--- Text segment ---
____________

The Cairo Luna Park was a trolley park located in Heliopolis, Egypt. Open from 1911 until early 1915, it was the first Western-style amusement park in Africa and the Middle East. On 19 January 1915, the park's buildings and grounds were converted into an auxiliary hospital during World War I; the hospital closed on 10 July 1916.

== Amusement park ==
Heliopolis, planned as an "oasis" on the edge of Cairo, was developed in the early 20th century. Following a 1907 stock market crash, developers partnered with the Egyptian government to construct housing for government workers and added entertainment venues to attract residents. These included a hippodrome, polo and cricket fields, an aerodrome, a golf course, restaurants, and a new tram line from Cairo. Around 1910, the Luna Park amusement park was constructed—Africa and the Middle East's first of its kind. It opened to the public on 16 June 1911, featuring mechanical rides (including a switchback roller coaster), a midway, a roller skating rink, and restaurants.

== World War I auxiliary hospital ==
With the outbreak of World War I in late 1914, the Australian and New Zealand Army Corps (ANZAC) under General William Birdwood established No. 1 Australian General Hospital at the nearby Heliopolis Palace Hotel. Due to increasing demand, the ANZACs expanded the hospital to Luna Park, beginning with the ice skating rink. By 28 April 1915, over 500 beds were placed in the rink, and more makeshift wards were set up in the haunted house, scenic railroad, and pavilions. The box office was converted into an operating theatre. By mid-May 1915, Luna Park accommodated over 1,200 patients—many on beds made from bamboo and palm wood. More auxiliary branches were soon added. In August 1915, the patient count reached 1,400. The auxiliary hospital closed on 10 July 1916 when the main hospital moved to France.

Note: This facility should not be confused with the official No. 1 Australian Auxiliary Hospital, which opened at Harefield, England, in March 1915.

== Aftermath ==

Roxy Square now occupies the former site of Luna Park. While some buildings around the park remain, no trace of the original attraction survives. It is believed that Luna Park was demolished between 1929 and 1933.

____________

--- Dataset entries ---
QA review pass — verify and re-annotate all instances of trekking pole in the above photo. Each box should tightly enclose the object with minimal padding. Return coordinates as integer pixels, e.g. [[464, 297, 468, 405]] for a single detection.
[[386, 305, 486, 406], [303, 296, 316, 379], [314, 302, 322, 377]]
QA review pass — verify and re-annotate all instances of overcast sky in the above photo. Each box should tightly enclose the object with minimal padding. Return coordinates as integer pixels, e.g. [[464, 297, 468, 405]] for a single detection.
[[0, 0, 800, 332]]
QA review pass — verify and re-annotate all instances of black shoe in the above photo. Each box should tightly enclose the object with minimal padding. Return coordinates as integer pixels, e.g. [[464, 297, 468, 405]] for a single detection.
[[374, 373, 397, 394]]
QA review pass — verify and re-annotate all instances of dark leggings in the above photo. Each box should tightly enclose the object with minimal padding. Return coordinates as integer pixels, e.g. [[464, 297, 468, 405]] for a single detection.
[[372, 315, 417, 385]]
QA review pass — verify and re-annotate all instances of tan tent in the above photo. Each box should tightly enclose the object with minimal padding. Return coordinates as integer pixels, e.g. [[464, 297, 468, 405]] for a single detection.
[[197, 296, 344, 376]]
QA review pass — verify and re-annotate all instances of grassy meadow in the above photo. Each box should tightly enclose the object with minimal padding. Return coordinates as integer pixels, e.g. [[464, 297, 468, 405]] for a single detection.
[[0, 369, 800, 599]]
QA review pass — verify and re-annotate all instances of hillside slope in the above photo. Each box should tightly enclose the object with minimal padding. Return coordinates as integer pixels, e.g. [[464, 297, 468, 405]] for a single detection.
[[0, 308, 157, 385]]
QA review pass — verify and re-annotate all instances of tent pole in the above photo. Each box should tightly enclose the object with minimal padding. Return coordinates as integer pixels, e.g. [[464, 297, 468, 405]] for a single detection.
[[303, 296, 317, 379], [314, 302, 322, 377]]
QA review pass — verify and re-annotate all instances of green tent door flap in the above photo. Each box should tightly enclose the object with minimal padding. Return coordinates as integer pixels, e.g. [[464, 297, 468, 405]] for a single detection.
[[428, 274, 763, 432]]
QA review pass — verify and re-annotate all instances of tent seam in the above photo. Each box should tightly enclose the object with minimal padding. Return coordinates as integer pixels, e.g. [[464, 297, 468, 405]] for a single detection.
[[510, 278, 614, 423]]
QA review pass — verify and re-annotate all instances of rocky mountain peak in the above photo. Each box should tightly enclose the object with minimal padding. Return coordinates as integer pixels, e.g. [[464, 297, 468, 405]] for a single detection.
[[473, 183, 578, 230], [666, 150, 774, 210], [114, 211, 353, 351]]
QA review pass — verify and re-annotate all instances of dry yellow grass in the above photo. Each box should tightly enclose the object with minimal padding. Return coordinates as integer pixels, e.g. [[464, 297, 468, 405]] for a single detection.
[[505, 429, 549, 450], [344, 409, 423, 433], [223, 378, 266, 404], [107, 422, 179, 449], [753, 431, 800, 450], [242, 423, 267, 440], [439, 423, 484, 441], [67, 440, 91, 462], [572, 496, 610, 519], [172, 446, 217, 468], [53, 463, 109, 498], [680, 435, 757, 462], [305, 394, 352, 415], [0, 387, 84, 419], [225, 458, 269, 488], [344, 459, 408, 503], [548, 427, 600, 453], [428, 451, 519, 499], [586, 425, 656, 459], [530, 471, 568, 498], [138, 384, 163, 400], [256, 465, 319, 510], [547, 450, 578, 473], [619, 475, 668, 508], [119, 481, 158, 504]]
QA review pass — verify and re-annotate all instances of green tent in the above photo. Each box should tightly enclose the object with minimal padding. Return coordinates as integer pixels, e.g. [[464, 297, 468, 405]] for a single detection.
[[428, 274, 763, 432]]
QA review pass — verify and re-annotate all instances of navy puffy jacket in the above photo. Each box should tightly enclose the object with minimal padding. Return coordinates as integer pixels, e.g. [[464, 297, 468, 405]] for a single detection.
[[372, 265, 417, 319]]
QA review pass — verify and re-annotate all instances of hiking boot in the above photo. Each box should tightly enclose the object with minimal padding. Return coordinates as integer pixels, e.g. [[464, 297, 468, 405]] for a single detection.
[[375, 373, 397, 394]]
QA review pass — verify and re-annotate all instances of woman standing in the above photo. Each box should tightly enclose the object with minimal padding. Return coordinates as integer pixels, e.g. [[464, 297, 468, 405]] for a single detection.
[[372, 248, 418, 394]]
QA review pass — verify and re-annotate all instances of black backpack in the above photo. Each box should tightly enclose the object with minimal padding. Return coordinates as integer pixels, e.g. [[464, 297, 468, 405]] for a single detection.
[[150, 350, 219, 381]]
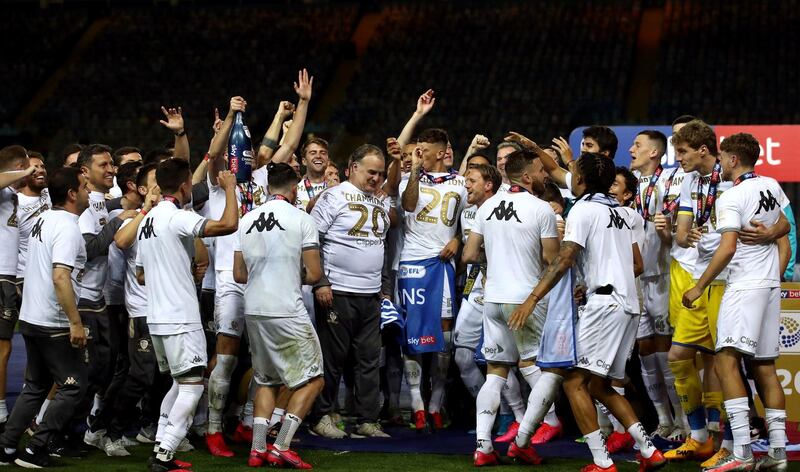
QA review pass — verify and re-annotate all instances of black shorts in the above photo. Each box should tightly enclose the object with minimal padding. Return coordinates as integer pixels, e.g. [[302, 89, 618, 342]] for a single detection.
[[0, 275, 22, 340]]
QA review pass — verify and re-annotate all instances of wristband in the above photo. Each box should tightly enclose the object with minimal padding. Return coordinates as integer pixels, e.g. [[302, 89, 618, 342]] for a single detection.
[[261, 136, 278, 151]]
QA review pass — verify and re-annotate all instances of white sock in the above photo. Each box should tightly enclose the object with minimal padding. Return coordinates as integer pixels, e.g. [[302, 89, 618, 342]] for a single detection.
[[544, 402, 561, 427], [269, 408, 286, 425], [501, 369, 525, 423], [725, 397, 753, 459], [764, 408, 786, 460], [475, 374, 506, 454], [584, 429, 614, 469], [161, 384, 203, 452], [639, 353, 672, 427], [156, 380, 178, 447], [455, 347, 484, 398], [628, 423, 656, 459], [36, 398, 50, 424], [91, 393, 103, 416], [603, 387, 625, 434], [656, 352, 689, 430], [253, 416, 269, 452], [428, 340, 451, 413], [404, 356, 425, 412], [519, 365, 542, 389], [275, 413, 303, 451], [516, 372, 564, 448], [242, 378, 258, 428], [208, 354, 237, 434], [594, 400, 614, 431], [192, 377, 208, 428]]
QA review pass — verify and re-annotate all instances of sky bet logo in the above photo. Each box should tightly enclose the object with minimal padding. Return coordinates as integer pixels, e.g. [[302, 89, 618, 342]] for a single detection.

____________

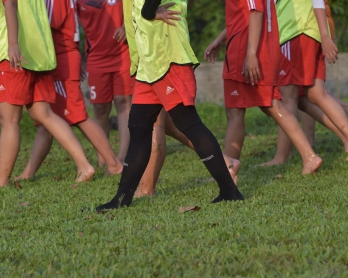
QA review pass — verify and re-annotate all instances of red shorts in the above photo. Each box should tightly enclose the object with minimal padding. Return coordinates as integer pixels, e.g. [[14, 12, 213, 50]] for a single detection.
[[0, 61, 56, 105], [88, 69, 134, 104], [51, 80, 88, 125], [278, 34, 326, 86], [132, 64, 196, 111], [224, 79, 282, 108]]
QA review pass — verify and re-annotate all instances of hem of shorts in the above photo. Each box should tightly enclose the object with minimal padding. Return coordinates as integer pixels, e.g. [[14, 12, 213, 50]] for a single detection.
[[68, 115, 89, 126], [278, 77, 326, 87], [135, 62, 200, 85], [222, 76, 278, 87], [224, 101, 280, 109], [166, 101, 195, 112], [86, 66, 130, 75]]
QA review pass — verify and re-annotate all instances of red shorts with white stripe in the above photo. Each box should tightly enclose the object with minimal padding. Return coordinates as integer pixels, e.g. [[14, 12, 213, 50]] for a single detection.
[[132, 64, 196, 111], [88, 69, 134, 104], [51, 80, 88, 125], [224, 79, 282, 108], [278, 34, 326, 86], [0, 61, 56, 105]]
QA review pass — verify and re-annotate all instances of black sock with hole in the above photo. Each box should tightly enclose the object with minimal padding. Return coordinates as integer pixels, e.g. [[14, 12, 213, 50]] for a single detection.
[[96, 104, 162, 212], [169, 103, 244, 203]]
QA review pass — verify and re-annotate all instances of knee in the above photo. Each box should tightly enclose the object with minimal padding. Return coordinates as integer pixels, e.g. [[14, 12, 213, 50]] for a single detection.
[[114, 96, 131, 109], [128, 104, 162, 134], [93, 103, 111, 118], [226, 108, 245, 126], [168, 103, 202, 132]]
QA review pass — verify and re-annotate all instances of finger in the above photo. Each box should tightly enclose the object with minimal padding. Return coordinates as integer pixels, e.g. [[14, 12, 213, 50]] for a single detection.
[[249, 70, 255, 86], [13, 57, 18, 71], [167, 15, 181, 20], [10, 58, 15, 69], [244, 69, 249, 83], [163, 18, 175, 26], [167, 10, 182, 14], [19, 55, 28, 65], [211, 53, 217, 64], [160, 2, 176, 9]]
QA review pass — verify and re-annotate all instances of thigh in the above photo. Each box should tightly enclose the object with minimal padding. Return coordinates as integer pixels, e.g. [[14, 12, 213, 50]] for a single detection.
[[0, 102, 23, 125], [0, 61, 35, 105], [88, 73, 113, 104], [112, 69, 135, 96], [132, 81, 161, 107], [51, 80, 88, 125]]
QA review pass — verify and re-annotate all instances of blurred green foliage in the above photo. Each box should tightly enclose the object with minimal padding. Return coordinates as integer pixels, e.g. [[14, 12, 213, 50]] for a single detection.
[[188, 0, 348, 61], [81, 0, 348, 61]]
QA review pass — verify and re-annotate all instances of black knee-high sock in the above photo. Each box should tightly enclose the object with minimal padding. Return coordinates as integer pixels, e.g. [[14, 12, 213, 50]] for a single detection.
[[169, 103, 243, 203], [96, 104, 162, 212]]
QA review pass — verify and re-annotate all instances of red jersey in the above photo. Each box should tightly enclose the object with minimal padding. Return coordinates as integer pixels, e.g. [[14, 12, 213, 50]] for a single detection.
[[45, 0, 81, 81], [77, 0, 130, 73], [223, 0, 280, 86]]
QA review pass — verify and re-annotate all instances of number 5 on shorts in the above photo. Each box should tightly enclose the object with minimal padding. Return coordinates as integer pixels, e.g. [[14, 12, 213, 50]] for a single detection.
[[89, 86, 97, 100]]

____________

--- What to do ---
Please give the date the Cairo Luna Park text says the park opened to the public.

--- Solution below ---
16 June 1911